## Written task:
Repeat, without any change, the entries presented below.

Stored items from a collection:
****************

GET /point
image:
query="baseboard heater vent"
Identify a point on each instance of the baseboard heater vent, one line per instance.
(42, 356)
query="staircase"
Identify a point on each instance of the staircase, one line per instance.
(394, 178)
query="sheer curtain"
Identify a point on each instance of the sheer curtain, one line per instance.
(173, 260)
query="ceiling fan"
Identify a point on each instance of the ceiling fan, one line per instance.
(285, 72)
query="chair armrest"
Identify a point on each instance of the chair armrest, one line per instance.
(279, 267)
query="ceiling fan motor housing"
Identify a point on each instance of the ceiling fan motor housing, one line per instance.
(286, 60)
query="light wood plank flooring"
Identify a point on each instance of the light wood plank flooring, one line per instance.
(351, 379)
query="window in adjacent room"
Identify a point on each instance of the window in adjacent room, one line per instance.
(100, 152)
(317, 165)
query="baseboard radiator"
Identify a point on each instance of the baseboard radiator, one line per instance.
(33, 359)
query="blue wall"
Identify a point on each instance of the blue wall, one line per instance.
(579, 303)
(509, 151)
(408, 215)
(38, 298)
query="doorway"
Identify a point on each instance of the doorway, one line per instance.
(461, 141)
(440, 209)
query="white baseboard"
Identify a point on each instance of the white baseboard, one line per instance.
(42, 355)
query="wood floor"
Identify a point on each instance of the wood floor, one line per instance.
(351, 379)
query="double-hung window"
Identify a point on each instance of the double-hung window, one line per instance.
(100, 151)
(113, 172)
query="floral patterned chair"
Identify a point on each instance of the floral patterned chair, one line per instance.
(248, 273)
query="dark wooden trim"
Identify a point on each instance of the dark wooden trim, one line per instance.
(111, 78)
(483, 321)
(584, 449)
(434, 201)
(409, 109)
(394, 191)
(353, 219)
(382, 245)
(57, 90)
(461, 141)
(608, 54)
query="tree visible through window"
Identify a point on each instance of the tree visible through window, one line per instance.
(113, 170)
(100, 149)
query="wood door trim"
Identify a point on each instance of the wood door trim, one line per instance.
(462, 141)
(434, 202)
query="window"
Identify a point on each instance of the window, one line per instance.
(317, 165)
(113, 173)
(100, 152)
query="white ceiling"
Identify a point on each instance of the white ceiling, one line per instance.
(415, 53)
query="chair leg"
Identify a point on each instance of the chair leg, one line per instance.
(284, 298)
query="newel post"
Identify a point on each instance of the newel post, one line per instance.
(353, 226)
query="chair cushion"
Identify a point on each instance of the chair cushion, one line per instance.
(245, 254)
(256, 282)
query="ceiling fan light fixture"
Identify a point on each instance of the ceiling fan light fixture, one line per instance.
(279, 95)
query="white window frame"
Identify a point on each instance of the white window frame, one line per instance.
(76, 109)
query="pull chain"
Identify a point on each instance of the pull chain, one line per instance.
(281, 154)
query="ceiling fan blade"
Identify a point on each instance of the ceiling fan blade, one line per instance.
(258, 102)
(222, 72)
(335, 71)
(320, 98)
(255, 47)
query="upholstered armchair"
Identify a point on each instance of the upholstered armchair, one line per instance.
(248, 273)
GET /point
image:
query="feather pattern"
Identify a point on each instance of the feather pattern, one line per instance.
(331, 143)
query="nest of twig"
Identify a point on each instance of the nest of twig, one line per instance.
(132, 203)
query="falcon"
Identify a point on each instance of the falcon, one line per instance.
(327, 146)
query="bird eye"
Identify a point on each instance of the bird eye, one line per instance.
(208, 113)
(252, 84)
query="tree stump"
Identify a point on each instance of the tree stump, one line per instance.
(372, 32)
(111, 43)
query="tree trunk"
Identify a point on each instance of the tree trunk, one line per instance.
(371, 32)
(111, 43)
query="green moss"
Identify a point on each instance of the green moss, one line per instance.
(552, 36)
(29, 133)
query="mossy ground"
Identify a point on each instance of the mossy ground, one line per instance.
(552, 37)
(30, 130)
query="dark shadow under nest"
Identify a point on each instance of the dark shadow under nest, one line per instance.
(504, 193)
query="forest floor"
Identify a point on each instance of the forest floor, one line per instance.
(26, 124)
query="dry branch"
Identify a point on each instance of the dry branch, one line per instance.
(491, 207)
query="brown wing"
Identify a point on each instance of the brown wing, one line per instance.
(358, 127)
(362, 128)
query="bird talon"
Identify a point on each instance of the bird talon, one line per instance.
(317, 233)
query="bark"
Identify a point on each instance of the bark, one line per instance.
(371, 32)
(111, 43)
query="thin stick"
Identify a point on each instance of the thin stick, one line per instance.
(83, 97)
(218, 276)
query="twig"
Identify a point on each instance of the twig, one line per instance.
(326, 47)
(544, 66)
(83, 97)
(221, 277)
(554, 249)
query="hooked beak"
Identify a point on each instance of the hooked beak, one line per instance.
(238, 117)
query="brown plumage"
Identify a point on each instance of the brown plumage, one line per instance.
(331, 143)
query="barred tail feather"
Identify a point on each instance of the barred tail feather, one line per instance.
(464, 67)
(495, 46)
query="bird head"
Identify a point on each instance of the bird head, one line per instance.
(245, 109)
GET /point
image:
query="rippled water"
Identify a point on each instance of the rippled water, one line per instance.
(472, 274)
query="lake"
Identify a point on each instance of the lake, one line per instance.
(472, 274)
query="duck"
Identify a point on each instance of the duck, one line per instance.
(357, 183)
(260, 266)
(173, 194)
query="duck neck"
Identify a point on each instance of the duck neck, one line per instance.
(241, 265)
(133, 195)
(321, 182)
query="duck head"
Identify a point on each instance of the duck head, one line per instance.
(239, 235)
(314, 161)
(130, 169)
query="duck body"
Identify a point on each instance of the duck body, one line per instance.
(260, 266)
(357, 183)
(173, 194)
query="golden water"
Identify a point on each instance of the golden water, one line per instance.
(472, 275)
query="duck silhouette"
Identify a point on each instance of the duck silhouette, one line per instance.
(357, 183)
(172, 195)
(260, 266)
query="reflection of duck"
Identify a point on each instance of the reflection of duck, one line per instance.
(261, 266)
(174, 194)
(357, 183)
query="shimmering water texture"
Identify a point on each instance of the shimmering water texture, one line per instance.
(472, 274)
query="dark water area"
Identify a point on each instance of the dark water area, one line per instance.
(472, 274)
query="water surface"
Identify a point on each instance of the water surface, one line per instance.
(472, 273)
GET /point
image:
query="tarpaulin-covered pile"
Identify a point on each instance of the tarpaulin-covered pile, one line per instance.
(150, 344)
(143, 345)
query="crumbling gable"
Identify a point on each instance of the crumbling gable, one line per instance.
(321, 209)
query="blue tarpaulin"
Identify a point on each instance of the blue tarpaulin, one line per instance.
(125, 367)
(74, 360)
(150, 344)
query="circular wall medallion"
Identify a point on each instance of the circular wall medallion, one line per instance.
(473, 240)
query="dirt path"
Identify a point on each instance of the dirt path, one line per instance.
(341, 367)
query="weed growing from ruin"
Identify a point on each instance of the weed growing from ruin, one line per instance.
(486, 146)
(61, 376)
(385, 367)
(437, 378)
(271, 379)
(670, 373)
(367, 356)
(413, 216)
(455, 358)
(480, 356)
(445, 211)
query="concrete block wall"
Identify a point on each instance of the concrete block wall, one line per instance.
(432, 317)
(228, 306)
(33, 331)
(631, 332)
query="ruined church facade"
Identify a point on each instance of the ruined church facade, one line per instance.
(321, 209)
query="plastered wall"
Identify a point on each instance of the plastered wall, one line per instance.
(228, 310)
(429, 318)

****************

## Solution for this exercise:
GET /point
image:
query="baseboard heater vent"
Identify a point on each instance of the baseboard heater vent, one line per instance.
(42, 356)
query="staircase"
Identify a point on each instance of the staircase, one line per instance.
(394, 178)
query="sheer curtain"
Identify a point on each instance of the sheer curtain, one line per instance.
(173, 260)
query="ceiling fan"
Identify a point on each instance of the ceiling fan, one line per instance.
(285, 72)
query="chair armrest"
Identify a point on each instance of the chair armrest, one line per instance.
(279, 267)
query="ceiling fan motor housing"
Identify a point on each instance of the ceiling fan motor housing, one line per instance.
(286, 60)
query="light wood plank flooring"
Identify a point on each instance of the light wood plank flooring, one line per instance.
(351, 379)
query="window in adjacent room"
Identify a point on each instance of the window in adjacent room, one line per instance.
(100, 152)
(317, 165)
query="baseboard radiator"
Identify a point on each instance of the baseboard radiator, one line per instance.
(33, 359)
query="blue wall"
Identify a point on each instance of the blue wall, one line per instance.
(579, 303)
(509, 151)
(408, 215)
(38, 298)
query="doorway"
Identify a point on each instance of the doorway, one line per instance.
(461, 141)
(440, 209)
query="white baseboard"
Identify a point on each instance of the white baseboard, one line per instance.
(42, 355)
query="wood floor"
Identify a point on each instance of the wood floor, one line per instance.
(351, 379)
query="double-hung window"
Identify a point on each instance of the double-hung window, one line per instance.
(100, 151)
(113, 172)
query="floral patterned chair"
Identify a point on each instance of the floral patterned chair, one line per instance.
(248, 273)
query="dark wooden trim"
Identify a point on each instance of the dark wooden trim, one line per instance.
(111, 78)
(483, 321)
(584, 449)
(434, 201)
(409, 109)
(394, 191)
(353, 219)
(382, 245)
(57, 90)
(461, 141)
(608, 54)
query="tree visible through window"
Identify a point on each instance of the tree visible through window, one line per instance.
(113, 170)
(100, 149)
query="wood door trim"
Identify a point on each instance of the wood door trim, one line per instance.
(462, 141)
(434, 202)
query="window"
Identify a point on each instance of the window, one line per instance.
(317, 165)
(113, 173)
(100, 152)
query="white ceiling"
Identify a point on each instance of the white ceiling, one line per instance.
(415, 53)
query="chair leg"
Identify a point on each instance of the chair leg, one line per instance.
(284, 298)
query="newel post"
Identify a point on each instance of the newel post, one line per instance.
(353, 226)
query="chair cushion"
Identify a point on each instance of the chair cushion, one line per instance.
(245, 254)
(256, 282)
query="ceiling fan light fixture"
Identify a point on each instance of the ceiling fan light fixture, one line per instance.
(279, 95)
query="white window frame"
Identify a point on each instance of the white window frame, one line per instance.
(76, 109)
query="pull chain"
Identify a point on each instance of the pull chain, one line per instance.
(281, 154)
query="ceiling fan blade"
Identify a point on each instance of the ceiling fan blade, one line per instance.
(258, 102)
(222, 72)
(335, 71)
(320, 98)
(255, 47)
query="upholstered armchair"
Identify a point on each instance of the upholstered armchair, one line per instance.
(248, 273)
GET /point
image:
query="feather pattern"
Identify a point on each instance of the feather pattern, one line per instance.
(331, 143)
query="nest of twig"
Identify a point on each instance of the nest of twig, one line per instance.
(132, 203)
query="falcon"
Identify a point on each instance of the falcon, one line per instance.
(327, 146)
query="bird eye"
Identify a point on each instance of the bird eye, one line per instance.
(208, 113)
(252, 84)
query="tree stump"
Identify a point on each instance of the tree stump, one line per instance.
(372, 32)
(111, 43)
query="tree trunk"
Identify a point on each instance of the tree trunk, one line per instance.
(371, 32)
(111, 43)
query="green moss"
Identify a point on each instance of the green moss, one line per instance.
(552, 36)
(29, 133)
query="mossy ground"
Identify a point on each instance of the mossy ground, one line per instance.
(552, 37)
(30, 130)
query="dark shadow under nest"
Identify a point on each instance of the dark shadow under nest, one line per instance.
(504, 193)
query="forest floor"
Identify a point on each instance of the forest floor, one line per instance.
(26, 124)
query="dry branch"
Identify a point on each instance of the dry branch, one line per instance.
(491, 207)
query="brown wing"
Identify a point on each instance of the brown wing, one line per instance.
(358, 127)
(362, 128)
query="bird talon"
Identify a point on each instance of the bird talon, one line per instance.
(317, 233)
query="bark"
Identify a point on each instance of the bark, one line per instance.
(371, 32)
(111, 43)
query="thin stick"
Identify a point on each instance of the thin stick, one line per instance.
(83, 97)
(218, 276)
query="twig"
Identify a point on each instance of the twig, one line per instance.
(326, 47)
(544, 66)
(83, 97)
(221, 277)
(554, 249)
query="hooked beak"
Identify a point on each instance of the hooked beak, one line per instance.
(238, 117)
query="brown plumage"
Identify a point on each instance of the brown plumage, one line per instance.
(331, 143)
query="barred tail feather"
Identify a point on each instance of the barred tail feather, one line per instance.
(464, 67)
(495, 46)
query="bird head"
Identify a point on each instance of the bird head, one line per instance.
(245, 109)
GET /point
image:
query="rippled water"
Identify a point on each instance of the rippled water, one line per instance.
(472, 274)
query="lake"
Identify a point on each instance of the lake, one line per instance.
(472, 274)
query="duck"
Identify a point on each instance of the duck, one line per instance.
(357, 183)
(260, 266)
(173, 194)
query="duck neck"
Identify a point on each instance of the duck neck, one line per instance.
(241, 265)
(133, 195)
(321, 182)
query="duck head"
Identify a point on each instance of the duck head, one line per instance.
(239, 235)
(314, 161)
(130, 169)
query="duck body"
Identify a point on each instance of the duck body, one line per instance.
(260, 266)
(357, 183)
(173, 194)
query="golden water"
Identify a point on each instance of the golden water, one line per instance.
(472, 275)
query="duck silhouette"
Identify a point on each instance of the duck silhouette, one line per instance.
(357, 183)
(172, 195)
(260, 266)
query="reflection of duck"
Identify a point on each instance of the reflection of duck, one line per instance.
(261, 266)
(174, 194)
(357, 183)
query="shimmering water texture"
Identify a point on each instance of the shimmering water texture, one line per instance.
(472, 274)
query="dark water area"
Identify a point on each instance of the dark water area, one line per instance.
(472, 274)
query="water surface"
Identify a point on each instance of the water surface, one line per instance.
(472, 273)
GET /point
image:
query="tarpaulin-covered pile"
Identify a point on each instance of the tarpaulin-covered pile, one line per instance.
(150, 344)
(143, 345)
query="crumbling gable"
Identify a point on each instance of the crumbling gable, one line per instance.
(321, 209)
query="blue tarpaulin"
Identify a point on each instance of the blue tarpaulin, one line per instance.
(125, 367)
(74, 360)
(150, 344)
query="circular wall medallion"
Identify a point on each instance of the circular wall medallion, one line per instance.
(473, 240)
query="dirt path"
Identify a point on each instance of the dirt path, one line per instance.
(341, 367)
query="weed growing from ruin"
Identify a point on each instance of the weed growing from ruin, one line per instance.
(486, 146)
(61, 376)
(385, 367)
(437, 378)
(271, 379)
(670, 373)
(367, 356)
(413, 216)
(455, 358)
(480, 356)
(445, 211)
query="concrete block wall"
Identify a point on each instance of the concrete block wall, one line per instance.
(432, 317)
(228, 306)
(33, 331)
(631, 332)
query="ruined church facade"
Identify a point on each instance of the ruined church facade, one line per instance.
(321, 209)
query="plastered wall"
Identify a point on each instance of the plastered wall, one line per instance.
(228, 310)
(429, 318)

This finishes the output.